> **Exercice 1**:
Modifiez le passage du texte source qui va de "Susanne Brouchet" à "cours de tournage.", en remplaçant "Netflix" par "Prime Video".
> **Exercice 2**:
Répondez aux questions suivantes d'après le texte source.
(a) Par qui Crazy Eyes a-t-elle été adoptée ?
(b) À partir de quand la série baisse-t-elle nettement en qualité ?
(c) Qui a créé la série ?

> **Texte source**:
================================

Suis-je quelqu’un de bien ?
Toutes ces femmes qui peuplent l’univers de Litchfield, ont-elles eu des vies, des environnements familiaux qui les destinaient à la prison ? La réponse constitue la deuxième surprise de Orange Is The New Black. Bien sûr, Piper se dit qu’elle n’a rien de commun avec ces délinquantes, elle a juste aidé une amie, un jour. Petit à petit, les histoires personnelles se dévoilent et le spectateur découvre qu’elle n’est pas la seule qui a, simplement, pris une mauvaise décision, un jour. Crazy Eyes, qui fait si peur à Piper, est une petite fille noire adoptée par des riches parents blancs, qui n’a, un jour, plus supporté les moqueries sur sa couleur. Il y a, parmi les incarcérées, un père de famille qui ne pouvait financer son changement de sexe de manière légale. Le spectateur se demande longtemps comme une hippie toute douce a pu en arriver là. Cette dernière a tiré vers les buissons pour protéger sa plantation de cannabis et ainsi tué un enfant. Très vite, le spectateur, comme Piper, se prend d’affection pour ces héroïnes tragiques. Qui rêvent de recommencer leur vie, mieux et autrement, et qui échouent car rapidement plus personne ne les attend à l’extérieur.
Une critique du système carcéral américain moins réussie
Après les deux premières saisons, la série baisse nettement en qualité, car elle quitte son objectif initial pour montrer les défauts et les bassesses capitalistes du système carcéral américain. Et pourtant, avec des filles de Litchfield toujours aussi formidables, les spectateurs restent nombreux.
Susanne Brouchet
(1) Orange Is The New Black, série télévisée américaine créée par Jenji Kohan, diffusée depuis 2013 sur Netflix. 5 saisons sont déjà sorties, une sixième est en cours de tournage.

================================

> **Données fournies**:
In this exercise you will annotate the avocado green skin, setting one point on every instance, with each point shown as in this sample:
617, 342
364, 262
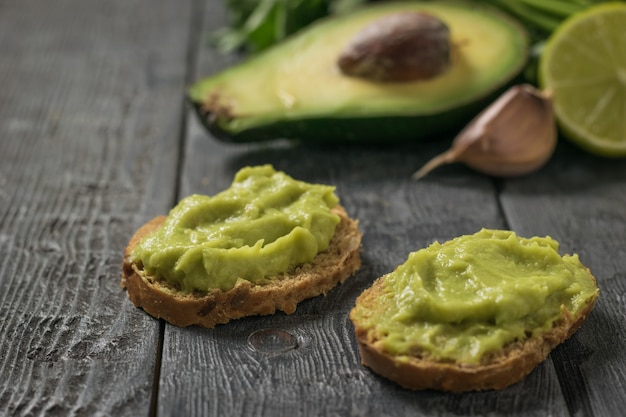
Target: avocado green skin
377, 128
366, 130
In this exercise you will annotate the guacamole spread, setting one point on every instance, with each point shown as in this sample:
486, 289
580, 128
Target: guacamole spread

================================

> **Corrigé 1**:
Susanne Brouchet
(1) Orange Is The New Black, série télévisée américaine créée par Jenji Kohan, diffusée depuis 2013 sur Prime Video. 5 saisons sont déjà sorties, une sixième est en cours de tournage.

> **Corrigé 2**:
(a) Par des riches parents blancs.
(b) Après les deux premières saisons.
(c) Jenji Kohan.